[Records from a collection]
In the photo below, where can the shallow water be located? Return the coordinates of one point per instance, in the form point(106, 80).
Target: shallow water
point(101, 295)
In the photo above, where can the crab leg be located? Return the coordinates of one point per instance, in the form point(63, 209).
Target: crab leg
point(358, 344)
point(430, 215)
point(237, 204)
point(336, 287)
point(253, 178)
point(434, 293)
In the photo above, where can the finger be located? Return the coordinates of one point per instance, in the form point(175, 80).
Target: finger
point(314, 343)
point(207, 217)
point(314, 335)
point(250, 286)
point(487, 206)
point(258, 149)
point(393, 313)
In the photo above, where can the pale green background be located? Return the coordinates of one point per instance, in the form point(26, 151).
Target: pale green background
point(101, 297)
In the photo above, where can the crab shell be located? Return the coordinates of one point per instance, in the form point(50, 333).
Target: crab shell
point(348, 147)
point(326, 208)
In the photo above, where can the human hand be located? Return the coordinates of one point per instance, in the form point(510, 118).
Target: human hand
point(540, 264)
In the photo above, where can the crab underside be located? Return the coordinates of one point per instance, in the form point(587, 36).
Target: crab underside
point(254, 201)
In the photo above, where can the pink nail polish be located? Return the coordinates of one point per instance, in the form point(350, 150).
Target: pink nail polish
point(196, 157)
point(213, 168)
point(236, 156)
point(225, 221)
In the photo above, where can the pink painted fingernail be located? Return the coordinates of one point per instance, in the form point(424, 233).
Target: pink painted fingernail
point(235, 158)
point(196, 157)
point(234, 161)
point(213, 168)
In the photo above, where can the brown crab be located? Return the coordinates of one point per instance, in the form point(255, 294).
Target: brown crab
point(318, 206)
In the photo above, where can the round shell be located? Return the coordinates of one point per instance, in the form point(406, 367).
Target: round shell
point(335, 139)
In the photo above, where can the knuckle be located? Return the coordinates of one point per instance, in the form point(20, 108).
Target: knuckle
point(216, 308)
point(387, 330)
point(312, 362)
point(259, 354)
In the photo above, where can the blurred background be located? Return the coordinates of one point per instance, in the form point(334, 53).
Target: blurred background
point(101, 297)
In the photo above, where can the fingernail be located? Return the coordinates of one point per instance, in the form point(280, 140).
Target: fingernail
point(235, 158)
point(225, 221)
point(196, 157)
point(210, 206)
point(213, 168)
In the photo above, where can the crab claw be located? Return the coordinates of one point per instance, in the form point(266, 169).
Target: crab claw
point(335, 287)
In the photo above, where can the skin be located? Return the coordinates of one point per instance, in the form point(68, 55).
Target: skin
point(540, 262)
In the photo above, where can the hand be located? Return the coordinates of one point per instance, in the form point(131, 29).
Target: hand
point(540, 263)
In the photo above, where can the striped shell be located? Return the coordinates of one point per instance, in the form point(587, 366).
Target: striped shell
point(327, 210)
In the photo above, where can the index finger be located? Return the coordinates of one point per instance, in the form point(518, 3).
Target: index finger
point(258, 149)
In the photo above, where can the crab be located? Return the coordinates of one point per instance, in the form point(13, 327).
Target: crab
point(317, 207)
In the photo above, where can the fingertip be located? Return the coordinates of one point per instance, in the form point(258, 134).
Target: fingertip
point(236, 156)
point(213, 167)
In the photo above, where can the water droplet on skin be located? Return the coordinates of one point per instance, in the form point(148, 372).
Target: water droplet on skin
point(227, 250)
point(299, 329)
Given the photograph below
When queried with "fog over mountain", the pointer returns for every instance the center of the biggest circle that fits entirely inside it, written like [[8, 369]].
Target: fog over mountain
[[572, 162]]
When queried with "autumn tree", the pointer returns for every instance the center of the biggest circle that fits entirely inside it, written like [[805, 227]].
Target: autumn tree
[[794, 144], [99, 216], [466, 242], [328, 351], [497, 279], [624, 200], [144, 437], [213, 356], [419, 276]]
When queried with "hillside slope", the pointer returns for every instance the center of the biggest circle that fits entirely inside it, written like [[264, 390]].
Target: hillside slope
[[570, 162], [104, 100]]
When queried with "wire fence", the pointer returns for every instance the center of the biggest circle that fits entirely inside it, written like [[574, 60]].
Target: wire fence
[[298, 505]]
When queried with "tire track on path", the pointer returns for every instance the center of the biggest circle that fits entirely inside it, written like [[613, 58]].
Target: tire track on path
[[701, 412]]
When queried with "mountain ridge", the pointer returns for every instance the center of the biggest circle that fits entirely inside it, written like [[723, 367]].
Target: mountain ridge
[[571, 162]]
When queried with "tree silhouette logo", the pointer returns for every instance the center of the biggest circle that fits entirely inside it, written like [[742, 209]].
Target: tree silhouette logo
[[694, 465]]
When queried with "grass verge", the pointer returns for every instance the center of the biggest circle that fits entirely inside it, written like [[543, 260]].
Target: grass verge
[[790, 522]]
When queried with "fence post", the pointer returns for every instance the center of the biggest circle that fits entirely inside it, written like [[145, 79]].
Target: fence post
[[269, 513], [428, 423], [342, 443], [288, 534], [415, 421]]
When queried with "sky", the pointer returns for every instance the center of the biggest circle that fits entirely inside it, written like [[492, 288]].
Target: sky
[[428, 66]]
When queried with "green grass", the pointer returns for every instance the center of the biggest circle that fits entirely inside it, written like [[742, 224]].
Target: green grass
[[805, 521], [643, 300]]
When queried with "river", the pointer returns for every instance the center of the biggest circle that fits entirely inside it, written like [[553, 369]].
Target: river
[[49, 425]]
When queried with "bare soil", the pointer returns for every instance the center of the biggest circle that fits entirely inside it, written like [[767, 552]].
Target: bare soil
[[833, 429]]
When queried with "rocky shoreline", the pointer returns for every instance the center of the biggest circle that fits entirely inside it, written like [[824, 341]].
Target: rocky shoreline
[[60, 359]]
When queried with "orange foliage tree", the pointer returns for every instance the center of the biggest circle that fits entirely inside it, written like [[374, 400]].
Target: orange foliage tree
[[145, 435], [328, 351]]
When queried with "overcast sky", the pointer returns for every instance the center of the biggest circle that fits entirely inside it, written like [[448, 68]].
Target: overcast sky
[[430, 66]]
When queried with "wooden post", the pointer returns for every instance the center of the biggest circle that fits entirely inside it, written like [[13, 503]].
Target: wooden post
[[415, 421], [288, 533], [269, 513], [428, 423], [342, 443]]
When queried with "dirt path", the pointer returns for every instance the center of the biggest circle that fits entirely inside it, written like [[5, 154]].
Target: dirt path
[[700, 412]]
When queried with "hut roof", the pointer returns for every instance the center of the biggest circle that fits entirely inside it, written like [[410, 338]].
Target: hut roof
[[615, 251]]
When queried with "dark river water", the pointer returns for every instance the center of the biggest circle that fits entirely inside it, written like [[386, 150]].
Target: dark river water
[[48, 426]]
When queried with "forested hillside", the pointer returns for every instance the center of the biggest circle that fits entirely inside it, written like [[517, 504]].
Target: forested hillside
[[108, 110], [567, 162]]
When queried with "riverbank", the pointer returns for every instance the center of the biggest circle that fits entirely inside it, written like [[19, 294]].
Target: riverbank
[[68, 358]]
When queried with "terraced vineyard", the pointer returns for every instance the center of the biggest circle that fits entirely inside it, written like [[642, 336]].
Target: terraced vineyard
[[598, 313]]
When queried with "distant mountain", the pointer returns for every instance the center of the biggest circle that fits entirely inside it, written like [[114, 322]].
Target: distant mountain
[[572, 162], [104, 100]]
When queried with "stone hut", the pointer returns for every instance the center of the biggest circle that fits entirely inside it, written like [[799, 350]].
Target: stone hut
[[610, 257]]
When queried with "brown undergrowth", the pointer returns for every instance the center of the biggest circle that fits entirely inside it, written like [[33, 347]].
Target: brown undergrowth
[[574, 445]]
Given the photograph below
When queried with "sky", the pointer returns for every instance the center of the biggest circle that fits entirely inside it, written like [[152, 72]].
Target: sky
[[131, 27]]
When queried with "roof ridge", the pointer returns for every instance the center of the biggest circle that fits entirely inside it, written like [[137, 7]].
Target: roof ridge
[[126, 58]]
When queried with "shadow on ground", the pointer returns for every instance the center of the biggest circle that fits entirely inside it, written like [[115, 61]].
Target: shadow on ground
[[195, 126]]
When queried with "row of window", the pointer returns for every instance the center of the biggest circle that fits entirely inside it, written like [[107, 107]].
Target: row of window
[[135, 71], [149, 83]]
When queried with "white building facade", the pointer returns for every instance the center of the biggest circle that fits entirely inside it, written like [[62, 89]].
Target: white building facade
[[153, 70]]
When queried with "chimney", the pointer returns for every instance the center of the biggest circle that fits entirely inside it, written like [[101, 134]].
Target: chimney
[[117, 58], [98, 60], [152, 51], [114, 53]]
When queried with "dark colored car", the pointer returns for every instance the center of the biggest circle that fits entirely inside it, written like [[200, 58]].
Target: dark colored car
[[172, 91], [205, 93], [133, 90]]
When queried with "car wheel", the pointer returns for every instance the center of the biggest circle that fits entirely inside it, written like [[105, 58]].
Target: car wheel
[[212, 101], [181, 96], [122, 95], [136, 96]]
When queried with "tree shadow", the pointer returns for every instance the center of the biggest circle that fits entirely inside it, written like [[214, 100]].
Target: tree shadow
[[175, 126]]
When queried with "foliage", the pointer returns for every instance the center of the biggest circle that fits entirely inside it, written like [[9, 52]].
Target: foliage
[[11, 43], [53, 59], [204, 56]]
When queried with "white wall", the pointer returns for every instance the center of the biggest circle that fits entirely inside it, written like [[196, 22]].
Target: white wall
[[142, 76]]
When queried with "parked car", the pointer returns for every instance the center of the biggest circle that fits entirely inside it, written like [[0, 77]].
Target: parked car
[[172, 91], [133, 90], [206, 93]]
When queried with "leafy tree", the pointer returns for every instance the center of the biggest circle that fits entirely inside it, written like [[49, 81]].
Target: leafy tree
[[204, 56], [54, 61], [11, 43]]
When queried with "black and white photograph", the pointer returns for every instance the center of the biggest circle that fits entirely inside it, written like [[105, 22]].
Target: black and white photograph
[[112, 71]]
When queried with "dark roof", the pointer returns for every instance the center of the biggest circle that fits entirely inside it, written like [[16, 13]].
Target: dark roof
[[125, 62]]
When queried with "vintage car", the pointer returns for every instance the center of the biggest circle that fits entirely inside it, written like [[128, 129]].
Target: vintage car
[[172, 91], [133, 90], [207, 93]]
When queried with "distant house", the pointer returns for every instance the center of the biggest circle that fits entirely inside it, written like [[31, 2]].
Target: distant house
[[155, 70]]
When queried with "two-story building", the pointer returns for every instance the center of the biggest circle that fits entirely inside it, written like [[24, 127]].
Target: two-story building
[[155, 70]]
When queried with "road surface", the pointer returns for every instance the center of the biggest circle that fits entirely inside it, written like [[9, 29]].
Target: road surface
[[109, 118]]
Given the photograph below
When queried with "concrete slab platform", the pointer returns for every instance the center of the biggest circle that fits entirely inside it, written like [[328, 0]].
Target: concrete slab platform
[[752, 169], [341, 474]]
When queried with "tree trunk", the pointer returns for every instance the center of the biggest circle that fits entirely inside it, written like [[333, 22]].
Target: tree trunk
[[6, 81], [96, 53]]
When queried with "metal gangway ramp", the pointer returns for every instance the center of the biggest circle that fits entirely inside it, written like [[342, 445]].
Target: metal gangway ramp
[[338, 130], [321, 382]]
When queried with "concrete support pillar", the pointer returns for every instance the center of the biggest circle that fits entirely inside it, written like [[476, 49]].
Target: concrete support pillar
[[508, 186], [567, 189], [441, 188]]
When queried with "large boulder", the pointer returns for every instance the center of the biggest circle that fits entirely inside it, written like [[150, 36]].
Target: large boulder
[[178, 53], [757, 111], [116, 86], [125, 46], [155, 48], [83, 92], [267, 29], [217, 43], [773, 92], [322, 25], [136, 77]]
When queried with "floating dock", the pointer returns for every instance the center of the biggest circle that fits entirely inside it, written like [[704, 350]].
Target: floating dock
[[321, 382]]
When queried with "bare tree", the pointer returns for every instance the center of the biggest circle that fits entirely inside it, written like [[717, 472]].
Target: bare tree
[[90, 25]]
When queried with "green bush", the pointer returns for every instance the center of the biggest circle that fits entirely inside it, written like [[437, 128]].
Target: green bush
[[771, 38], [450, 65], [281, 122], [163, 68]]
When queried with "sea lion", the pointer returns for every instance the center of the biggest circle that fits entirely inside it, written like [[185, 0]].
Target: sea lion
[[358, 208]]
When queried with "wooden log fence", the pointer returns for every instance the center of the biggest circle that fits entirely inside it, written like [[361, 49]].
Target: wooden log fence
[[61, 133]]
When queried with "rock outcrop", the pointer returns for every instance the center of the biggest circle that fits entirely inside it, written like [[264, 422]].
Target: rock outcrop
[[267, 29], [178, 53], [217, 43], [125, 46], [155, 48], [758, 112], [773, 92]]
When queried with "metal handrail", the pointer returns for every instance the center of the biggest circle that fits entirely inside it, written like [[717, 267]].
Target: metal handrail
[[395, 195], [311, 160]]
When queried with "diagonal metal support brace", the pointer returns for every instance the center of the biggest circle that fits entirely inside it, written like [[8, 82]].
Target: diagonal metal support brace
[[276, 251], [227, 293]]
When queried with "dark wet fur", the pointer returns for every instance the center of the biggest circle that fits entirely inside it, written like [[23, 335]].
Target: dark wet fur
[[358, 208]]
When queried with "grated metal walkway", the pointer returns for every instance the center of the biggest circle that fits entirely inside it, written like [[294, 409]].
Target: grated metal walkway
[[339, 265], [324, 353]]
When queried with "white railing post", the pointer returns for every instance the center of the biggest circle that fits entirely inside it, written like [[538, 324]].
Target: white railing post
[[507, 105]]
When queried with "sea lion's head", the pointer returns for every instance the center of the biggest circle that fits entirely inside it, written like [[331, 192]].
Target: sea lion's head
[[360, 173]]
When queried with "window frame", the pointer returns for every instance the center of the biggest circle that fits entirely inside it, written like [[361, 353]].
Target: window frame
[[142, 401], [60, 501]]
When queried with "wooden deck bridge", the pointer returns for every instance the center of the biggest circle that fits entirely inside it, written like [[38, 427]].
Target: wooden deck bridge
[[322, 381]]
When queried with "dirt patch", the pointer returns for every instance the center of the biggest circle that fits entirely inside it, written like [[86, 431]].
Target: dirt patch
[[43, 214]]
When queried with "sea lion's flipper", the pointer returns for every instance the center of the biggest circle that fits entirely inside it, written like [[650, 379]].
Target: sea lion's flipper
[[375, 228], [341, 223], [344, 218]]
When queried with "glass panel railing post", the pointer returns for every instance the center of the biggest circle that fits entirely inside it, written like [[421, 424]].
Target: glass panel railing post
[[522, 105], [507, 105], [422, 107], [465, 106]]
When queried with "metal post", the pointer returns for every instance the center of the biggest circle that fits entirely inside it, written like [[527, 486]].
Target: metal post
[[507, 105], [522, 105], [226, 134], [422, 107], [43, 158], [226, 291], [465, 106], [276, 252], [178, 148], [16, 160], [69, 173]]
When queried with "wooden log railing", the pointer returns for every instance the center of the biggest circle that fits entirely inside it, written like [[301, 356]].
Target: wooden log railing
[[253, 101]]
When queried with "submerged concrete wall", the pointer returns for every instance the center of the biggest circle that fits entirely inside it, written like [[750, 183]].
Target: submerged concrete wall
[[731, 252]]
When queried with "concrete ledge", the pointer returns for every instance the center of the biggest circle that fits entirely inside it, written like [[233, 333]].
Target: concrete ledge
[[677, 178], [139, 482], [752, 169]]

Action item :: Copy from the line with "Target: dirt patch" to the final line of the records, inclusive, and add nothing else.

Output ::
Target: dirt patch
[[43, 214]]
When queried with "sea lion's flipper", the pointer returns for every instance the center of the biggest circle that fits entirely inside it, written like [[650, 379]].
Target: sea lion's flipper
[[375, 228], [341, 223], [344, 218]]
When queried with "glass panel railing post", the pointer returns for every instance the center of the biggest circle that fits entirely inside it, written like [[421, 424]].
Target: glass panel railing post
[[522, 105], [507, 105], [422, 107], [465, 106]]
When queried with "metal post", the pointer returns for every instance the center of the biggest circle that fits entirely inside it, written like [[527, 486]].
Target: metal post
[[507, 105], [522, 105], [226, 134], [422, 107], [43, 158], [226, 291], [465, 106], [276, 252], [178, 148], [16, 160], [69, 173]]
When queried with "wooden log railing", the pointer returns for every instance the center of the biggest circle that fits entirely inside it, written like [[301, 356]].
Target: wooden log railing
[[253, 101]]
When queried with "submerged concrete wall", the pointer returns for every instance the center of the biggest circle that fits entirely inside it, written like [[750, 183]].
Target: submerged concrete wall
[[731, 252]]
When queried with "concrete ledge", the pointer returns for every instance the center of the biggest circle that fits entirely inside it, written like [[233, 333]].
Target: concrete ledge
[[677, 178], [139, 482], [752, 169]]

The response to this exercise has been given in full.